→ What you have to do: In every entry below, change "Detect" to "Locate" and keep every other part of the lines the same.

Region labeling entries:
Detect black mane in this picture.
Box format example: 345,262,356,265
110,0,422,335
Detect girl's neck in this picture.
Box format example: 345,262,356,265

→ Result of this task:
Locate black mane in this picture.
Box format example: 345,262,356,265
110,0,422,335
Locate girl's neck in this picture.
Box format example: 345,262,356,265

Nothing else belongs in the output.